[Document excerpt]:
+ + +

# So excited, getting my beginning mice soon!



## Alexis (Jun 4, 2014)

Hi all! I just have to share my excitement of finally getting some nice mice to start up with. I am going to start my own mousery and I am going to be getting my 1st three mice for beginning with in probably within a week. I am getting them from another mousery, no petshop ones since I want to try and breed towards the show standard and the ones I am getting are going to be a good start for it. I am getting a lavender buck, blue pied doe and a blue tan doe. I will post pics when I can.


----------



## Miceandmore64 (Jul 16, 2013)

Very exciting! But if you want to breed for show (or was it just show type) wouldn't you want to get a trio of the same variety?


----------



## Alexis (Jun 4, 2014)

Just show type, not going to go to any shows, all too far away. Maybe someday if I think my mice look really nice then I may go to a show, but for now I am just doing it for fun, like a hobby or something.


----------



## Miceandmore64 (Jul 16, 2013)

Sounds good. Just wanted to mention one word of advice- You don't make any profit. Some people believe you make a profit but no.


----------



## Alexis (Jun 4, 2014)

+ + +

[Data rows]:
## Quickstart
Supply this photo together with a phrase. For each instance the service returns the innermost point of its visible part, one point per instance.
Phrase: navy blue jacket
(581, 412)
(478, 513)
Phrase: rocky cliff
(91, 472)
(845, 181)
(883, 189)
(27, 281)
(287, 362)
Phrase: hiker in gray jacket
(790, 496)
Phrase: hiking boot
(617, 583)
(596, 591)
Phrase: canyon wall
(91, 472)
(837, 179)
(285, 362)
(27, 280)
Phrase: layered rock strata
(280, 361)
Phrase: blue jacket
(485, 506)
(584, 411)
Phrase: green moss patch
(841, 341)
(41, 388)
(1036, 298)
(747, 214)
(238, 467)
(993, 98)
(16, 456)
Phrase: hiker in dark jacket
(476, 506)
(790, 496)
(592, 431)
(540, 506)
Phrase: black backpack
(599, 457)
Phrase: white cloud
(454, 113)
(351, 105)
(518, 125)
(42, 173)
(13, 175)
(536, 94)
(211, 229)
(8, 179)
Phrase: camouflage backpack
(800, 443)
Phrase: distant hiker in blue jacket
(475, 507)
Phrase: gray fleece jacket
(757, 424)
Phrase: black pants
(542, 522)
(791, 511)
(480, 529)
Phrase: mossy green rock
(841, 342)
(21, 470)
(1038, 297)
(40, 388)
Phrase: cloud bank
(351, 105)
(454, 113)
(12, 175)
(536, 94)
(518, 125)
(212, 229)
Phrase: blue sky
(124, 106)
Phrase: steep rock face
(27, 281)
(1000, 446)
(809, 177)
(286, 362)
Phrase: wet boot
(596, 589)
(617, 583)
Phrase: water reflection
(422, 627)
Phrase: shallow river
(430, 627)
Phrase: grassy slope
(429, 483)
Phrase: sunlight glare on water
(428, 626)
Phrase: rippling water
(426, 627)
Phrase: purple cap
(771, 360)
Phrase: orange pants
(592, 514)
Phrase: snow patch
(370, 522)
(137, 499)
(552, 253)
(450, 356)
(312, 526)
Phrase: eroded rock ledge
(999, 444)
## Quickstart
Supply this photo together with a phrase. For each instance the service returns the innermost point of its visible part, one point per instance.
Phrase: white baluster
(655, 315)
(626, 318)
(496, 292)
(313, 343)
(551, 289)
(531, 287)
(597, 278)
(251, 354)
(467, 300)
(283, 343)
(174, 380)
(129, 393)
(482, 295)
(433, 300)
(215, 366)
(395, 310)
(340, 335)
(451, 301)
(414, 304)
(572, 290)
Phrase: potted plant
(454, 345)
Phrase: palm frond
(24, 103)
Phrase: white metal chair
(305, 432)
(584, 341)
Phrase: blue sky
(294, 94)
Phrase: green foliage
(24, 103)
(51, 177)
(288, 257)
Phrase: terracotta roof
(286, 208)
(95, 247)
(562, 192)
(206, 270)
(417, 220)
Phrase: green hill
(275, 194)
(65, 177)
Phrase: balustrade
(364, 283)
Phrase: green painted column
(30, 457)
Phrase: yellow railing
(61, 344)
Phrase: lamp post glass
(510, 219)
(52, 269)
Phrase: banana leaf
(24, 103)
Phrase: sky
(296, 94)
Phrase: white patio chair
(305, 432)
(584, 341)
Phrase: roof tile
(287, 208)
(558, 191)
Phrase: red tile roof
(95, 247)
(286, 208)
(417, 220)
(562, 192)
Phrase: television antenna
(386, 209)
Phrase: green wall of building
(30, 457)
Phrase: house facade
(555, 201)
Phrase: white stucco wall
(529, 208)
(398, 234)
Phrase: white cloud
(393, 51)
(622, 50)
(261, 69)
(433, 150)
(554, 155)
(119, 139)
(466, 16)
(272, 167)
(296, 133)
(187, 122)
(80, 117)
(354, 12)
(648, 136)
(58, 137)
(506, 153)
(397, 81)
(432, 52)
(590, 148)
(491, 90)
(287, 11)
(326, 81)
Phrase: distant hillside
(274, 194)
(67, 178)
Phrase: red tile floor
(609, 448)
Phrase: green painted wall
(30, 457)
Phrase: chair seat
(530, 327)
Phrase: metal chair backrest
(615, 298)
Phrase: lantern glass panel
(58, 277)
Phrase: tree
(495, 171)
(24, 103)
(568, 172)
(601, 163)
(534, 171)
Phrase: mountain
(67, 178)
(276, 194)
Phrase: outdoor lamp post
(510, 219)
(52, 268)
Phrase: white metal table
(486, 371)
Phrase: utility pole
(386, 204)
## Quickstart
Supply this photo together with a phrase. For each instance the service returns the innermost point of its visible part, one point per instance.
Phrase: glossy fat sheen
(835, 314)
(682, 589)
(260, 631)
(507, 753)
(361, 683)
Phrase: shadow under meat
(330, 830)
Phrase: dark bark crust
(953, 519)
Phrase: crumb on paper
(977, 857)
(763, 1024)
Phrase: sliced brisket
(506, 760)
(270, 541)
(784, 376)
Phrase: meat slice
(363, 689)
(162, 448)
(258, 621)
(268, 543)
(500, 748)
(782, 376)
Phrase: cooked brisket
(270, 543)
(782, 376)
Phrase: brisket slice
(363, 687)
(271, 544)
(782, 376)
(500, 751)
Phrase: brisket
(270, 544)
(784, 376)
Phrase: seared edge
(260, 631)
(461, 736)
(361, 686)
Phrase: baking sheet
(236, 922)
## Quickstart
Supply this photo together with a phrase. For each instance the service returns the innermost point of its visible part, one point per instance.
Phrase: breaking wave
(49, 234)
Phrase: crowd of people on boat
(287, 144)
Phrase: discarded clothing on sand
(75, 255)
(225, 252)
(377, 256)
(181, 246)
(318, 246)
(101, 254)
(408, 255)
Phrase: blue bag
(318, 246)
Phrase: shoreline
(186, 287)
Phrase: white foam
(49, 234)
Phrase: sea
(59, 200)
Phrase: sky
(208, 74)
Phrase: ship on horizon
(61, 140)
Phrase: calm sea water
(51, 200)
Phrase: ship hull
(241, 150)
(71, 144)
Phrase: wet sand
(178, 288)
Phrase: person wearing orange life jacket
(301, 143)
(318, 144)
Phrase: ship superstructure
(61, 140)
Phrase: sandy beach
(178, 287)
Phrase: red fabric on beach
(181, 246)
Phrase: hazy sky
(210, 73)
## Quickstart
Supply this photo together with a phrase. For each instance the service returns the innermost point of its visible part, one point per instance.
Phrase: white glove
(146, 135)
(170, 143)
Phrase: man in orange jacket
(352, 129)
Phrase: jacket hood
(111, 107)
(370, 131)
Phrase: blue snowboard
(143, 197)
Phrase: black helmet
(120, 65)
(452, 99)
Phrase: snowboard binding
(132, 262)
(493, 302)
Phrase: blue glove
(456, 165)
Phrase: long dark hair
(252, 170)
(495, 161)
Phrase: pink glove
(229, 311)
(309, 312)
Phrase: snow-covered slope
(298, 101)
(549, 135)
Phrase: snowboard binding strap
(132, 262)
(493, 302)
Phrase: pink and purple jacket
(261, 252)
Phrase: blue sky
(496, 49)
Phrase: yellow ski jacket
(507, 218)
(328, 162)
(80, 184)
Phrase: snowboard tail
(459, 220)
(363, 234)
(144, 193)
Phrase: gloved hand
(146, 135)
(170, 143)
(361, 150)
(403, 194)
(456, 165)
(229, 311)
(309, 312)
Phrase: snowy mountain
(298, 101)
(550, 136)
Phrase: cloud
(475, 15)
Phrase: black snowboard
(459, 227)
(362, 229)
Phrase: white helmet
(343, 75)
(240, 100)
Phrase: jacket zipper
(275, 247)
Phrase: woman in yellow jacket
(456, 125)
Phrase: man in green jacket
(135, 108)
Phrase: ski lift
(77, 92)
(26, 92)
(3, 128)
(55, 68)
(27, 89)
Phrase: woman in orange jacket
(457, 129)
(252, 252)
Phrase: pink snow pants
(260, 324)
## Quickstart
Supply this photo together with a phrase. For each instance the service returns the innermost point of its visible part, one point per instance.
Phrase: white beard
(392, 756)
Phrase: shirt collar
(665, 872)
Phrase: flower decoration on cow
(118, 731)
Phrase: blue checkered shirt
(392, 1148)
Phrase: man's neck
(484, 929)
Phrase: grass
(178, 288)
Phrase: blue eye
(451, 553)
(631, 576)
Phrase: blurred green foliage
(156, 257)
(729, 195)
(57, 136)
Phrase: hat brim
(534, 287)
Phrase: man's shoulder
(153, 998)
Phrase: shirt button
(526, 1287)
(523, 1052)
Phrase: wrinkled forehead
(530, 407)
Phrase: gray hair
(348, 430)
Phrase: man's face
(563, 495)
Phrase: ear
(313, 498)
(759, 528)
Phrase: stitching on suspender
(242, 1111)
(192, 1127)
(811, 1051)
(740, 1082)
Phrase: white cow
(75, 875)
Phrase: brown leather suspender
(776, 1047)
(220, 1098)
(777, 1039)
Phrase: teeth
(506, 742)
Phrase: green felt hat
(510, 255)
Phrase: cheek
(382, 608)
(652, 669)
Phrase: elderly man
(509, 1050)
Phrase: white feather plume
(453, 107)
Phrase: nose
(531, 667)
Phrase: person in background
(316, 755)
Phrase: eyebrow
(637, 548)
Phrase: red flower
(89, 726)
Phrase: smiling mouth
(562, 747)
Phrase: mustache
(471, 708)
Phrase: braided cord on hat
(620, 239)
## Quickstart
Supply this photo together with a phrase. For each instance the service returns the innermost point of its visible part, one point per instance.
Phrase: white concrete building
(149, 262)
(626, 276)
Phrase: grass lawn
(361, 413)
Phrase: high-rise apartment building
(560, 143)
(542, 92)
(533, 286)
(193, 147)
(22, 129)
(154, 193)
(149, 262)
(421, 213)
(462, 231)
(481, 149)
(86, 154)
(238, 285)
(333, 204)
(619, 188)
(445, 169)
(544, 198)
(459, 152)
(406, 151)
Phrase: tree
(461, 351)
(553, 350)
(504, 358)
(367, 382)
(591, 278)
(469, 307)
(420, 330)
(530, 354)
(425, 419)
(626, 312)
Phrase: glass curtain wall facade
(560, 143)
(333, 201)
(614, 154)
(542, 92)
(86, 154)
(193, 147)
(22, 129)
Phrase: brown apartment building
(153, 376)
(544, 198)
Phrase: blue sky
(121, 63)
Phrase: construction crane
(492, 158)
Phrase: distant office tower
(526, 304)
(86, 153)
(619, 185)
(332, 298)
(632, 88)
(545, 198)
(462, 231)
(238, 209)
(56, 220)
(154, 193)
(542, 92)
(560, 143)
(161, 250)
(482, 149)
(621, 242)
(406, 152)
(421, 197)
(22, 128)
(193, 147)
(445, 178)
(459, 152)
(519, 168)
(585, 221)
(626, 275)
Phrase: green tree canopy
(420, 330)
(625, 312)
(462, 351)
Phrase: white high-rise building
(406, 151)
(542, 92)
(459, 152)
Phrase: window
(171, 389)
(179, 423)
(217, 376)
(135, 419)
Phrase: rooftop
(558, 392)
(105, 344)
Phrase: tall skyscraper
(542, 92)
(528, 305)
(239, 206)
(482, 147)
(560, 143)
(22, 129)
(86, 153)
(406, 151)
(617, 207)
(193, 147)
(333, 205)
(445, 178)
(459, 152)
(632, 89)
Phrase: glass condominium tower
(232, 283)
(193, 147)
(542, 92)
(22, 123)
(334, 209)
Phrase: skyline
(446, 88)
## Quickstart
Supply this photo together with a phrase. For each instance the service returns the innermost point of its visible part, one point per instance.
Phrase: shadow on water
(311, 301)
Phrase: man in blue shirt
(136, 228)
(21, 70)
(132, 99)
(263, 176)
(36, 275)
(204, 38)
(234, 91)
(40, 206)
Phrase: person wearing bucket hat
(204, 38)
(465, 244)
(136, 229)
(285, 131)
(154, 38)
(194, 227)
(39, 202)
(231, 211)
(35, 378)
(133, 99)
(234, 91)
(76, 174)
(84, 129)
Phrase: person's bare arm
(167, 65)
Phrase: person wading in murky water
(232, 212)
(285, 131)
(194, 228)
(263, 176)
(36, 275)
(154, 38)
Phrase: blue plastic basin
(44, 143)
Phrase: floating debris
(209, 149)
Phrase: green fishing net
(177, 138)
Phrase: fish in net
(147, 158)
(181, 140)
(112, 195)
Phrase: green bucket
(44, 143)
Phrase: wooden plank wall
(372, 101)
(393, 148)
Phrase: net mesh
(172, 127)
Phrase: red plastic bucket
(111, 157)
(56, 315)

+ + +

[Short exercise]:
Quote the forum thread about starting a mousery from "Hi all! I just" to "the same variety?". The items come from a separate source unrelated to the thread.

[Right answer]:
Hi all! I just have to share my excitement of finally getting some nice mice to start up with. I am going to start my own mousery and I am going to be getting my 1st three mice for beginning with in probably within a week. I am getting them from another mousery, no petshop ones since I want to try and breed towards the show standard and the ones I am getting are going to be a good start for it. I am getting a lavender buck, blue pied doe and a blue tan doe. I will post pics when I can.


----------



## Miceandmore64 (Jul 16, 2013)

Very exciting! But if you want to breed for show (or was it just show type) wouldn't you want to get a trio of the same variety?